## DATASET EXTRACT
* Start *
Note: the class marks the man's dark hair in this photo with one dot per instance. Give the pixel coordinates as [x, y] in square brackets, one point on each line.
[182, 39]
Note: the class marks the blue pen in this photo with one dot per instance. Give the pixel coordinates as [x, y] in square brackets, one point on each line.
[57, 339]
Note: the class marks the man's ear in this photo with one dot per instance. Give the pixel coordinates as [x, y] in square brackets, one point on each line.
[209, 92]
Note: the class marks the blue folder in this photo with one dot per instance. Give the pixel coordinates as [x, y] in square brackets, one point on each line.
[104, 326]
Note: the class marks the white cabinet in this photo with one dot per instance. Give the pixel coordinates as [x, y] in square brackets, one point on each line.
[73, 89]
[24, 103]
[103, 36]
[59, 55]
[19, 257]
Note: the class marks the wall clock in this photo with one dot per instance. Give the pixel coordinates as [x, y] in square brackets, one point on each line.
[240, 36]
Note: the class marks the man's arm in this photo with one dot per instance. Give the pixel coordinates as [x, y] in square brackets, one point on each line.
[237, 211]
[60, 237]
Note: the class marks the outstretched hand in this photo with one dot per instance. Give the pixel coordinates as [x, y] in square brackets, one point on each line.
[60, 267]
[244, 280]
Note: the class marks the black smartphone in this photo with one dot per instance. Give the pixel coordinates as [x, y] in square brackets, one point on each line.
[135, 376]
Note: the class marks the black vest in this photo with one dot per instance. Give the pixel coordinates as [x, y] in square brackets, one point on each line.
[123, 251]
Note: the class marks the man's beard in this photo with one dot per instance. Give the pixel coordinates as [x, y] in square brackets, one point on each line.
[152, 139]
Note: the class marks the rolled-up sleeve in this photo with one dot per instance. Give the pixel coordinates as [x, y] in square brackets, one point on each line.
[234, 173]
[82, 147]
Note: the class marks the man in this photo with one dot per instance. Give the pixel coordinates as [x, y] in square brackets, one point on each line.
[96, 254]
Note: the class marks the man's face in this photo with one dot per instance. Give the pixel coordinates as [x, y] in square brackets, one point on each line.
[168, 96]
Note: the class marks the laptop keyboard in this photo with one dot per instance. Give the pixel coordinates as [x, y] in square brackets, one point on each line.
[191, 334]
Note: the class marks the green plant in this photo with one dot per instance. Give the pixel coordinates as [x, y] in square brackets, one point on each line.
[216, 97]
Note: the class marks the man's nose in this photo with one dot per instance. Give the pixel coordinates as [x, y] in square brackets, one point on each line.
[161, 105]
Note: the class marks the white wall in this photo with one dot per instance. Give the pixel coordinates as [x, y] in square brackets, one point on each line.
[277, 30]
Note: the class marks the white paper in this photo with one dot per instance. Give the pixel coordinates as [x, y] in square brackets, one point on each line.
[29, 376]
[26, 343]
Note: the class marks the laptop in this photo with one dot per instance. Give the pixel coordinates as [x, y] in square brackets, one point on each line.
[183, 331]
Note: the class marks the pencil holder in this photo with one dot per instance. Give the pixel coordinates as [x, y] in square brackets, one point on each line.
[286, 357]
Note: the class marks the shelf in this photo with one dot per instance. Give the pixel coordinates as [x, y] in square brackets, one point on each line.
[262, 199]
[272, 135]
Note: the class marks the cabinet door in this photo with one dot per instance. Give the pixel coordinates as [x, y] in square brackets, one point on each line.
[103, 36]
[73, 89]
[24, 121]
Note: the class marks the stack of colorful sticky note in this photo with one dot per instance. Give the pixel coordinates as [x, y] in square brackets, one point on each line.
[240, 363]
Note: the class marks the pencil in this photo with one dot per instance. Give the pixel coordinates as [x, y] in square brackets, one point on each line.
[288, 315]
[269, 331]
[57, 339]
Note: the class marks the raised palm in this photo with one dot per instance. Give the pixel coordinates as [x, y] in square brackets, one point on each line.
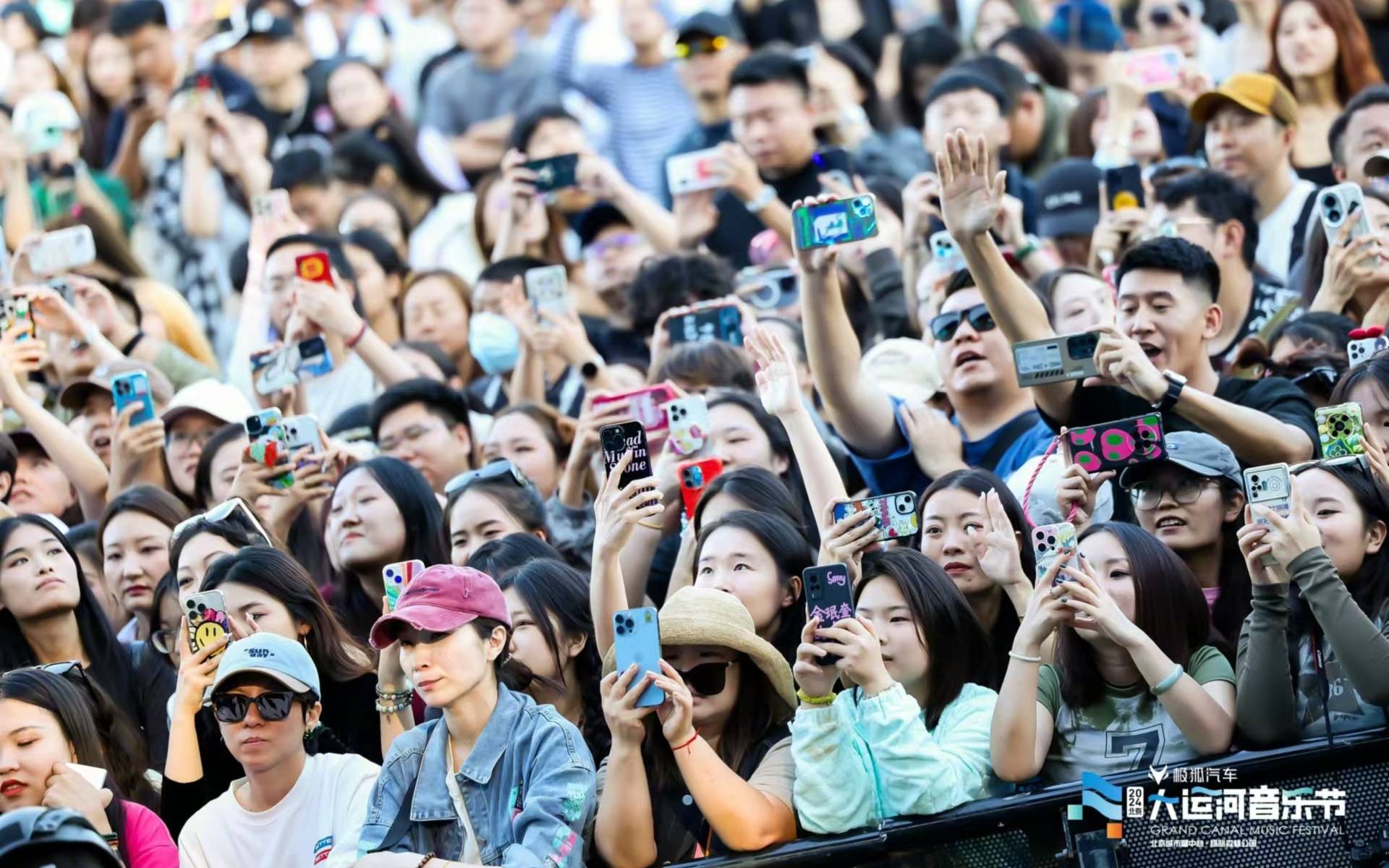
[972, 193]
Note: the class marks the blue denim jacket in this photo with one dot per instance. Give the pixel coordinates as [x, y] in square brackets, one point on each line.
[528, 786]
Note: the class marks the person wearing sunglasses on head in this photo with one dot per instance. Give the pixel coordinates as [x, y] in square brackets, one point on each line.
[56, 741]
[291, 807]
[1158, 354]
[496, 780]
[710, 770]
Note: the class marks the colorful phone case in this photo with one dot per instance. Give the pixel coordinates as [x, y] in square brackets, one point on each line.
[1116, 445]
[208, 620]
[721, 323]
[619, 439]
[645, 404]
[396, 576]
[835, 223]
[134, 388]
[694, 477]
[893, 514]
[637, 638]
[828, 597]
[1049, 542]
[688, 422]
[1342, 431]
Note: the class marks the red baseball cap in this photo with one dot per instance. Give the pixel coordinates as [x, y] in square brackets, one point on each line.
[442, 599]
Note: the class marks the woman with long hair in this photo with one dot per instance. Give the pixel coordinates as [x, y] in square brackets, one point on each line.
[972, 528]
[266, 592]
[552, 637]
[1322, 54]
[48, 614]
[451, 632]
[709, 771]
[1314, 658]
[52, 721]
[1135, 682]
[912, 735]
[382, 511]
[134, 540]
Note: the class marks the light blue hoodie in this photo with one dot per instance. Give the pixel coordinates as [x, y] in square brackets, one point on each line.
[865, 760]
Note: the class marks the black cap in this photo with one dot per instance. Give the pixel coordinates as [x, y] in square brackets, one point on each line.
[599, 218]
[710, 24]
[1069, 195]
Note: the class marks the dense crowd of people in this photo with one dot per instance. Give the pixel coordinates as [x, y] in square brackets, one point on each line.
[521, 433]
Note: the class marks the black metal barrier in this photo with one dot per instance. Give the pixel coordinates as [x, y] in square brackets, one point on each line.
[1034, 828]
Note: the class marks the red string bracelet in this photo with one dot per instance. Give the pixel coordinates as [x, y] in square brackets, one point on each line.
[688, 744]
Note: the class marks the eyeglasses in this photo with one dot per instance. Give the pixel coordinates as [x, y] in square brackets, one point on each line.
[273, 706]
[708, 678]
[223, 511]
[412, 434]
[185, 439]
[691, 48]
[498, 469]
[945, 326]
[1147, 495]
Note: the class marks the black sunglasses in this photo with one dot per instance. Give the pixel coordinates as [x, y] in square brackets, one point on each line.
[708, 678]
[498, 469]
[273, 706]
[945, 326]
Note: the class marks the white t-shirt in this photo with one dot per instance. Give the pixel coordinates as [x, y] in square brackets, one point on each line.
[1275, 231]
[317, 822]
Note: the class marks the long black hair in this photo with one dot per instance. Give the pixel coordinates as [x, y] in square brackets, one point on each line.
[552, 590]
[424, 537]
[80, 714]
[791, 552]
[110, 661]
[1168, 606]
[957, 649]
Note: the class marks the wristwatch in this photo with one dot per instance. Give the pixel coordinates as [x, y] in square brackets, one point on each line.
[1176, 382]
[764, 197]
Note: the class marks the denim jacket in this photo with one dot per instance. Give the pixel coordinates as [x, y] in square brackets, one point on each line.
[862, 760]
[528, 786]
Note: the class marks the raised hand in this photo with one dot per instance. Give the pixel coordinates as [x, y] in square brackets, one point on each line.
[972, 193]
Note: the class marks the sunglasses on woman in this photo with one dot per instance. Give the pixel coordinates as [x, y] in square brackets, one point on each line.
[708, 678]
[273, 706]
[945, 326]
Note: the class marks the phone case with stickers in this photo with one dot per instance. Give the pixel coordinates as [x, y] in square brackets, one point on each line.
[1341, 430]
[1049, 542]
[1117, 445]
[893, 514]
[395, 576]
[688, 421]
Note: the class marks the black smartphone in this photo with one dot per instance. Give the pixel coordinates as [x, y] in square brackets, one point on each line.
[1124, 187]
[828, 597]
[555, 173]
[621, 438]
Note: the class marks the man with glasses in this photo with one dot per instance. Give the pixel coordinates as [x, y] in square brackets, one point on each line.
[424, 424]
[192, 417]
[1215, 211]
[708, 46]
[291, 809]
[1156, 356]
[995, 424]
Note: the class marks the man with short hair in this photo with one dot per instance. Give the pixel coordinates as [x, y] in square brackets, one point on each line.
[424, 424]
[1360, 134]
[475, 98]
[1156, 357]
[1217, 214]
[291, 807]
[1250, 122]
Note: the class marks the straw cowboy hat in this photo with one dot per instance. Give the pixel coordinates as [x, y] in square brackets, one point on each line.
[702, 616]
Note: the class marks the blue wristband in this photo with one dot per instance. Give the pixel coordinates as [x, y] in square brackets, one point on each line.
[1163, 686]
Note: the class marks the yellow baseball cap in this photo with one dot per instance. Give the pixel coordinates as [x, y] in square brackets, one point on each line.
[1256, 92]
* End *
## TASK INSTRUCTIONS
Output exactly the lines between the one containing "Note: the class marks the raised hand" and the final line above, both inclusive.

## PROBLEM SOLUTION
Note: the class marks the raised hand in this photo with one dot per instance. Give the pixel coordinates as [x, y] in square brackets, one point on each line.
[972, 193]
Note: the class marks the sunglasses on woman in this photo with one dot per instance. Give the pixel coordinates as [x, y] in square brackets, one point on each line.
[708, 678]
[273, 706]
[945, 326]
Note: the class marks the phone case with stickers in this photo with one dot per instance. Give the pixel coordinates as [x, y] in square brackets, one point on each line.
[1341, 430]
[1049, 542]
[1117, 445]
[893, 514]
[395, 576]
[688, 421]
Note: the class marks the black smartphone in this photo with one dot per instance. Give the pixel coordinates as [x, y] in square brackets, one point on each line.
[1124, 187]
[828, 597]
[555, 173]
[621, 438]
Note: the class marks the man with glasses in this photo with one dot per instance. Give the pixel coordinates as [x, y] in square brackets, one point on each line.
[424, 424]
[192, 417]
[1215, 211]
[708, 46]
[291, 809]
[1156, 356]
[995, 424]
Note: the class marks the man with short hair in this photo with one dot per instance. Give the pixel coordinates as [x, y] in square brackets, one point on each line.
[424, 424]
[1360, 134]
[475, 98]
[1156, 357]
[1217, 214]
[291, 807]
[1250, 122]
Note: the class marks the straw cowboy hat in this photo with one dot per instance. Give the pixel coordinates as [x, y] in square brackets, one point on each line.
[702, 616]
Note: the class marks the blue wristband in this photo with one dot per instance. Give the pixel coordinates as [x, y] in square brackets, one point on each line.
[1163, 686]
Note: the class marks the yellow baseball cap in this photo with one dot per instance. Give the pixel coordinates as [x, y] in square brackets, one point on each line.
[1256, 92]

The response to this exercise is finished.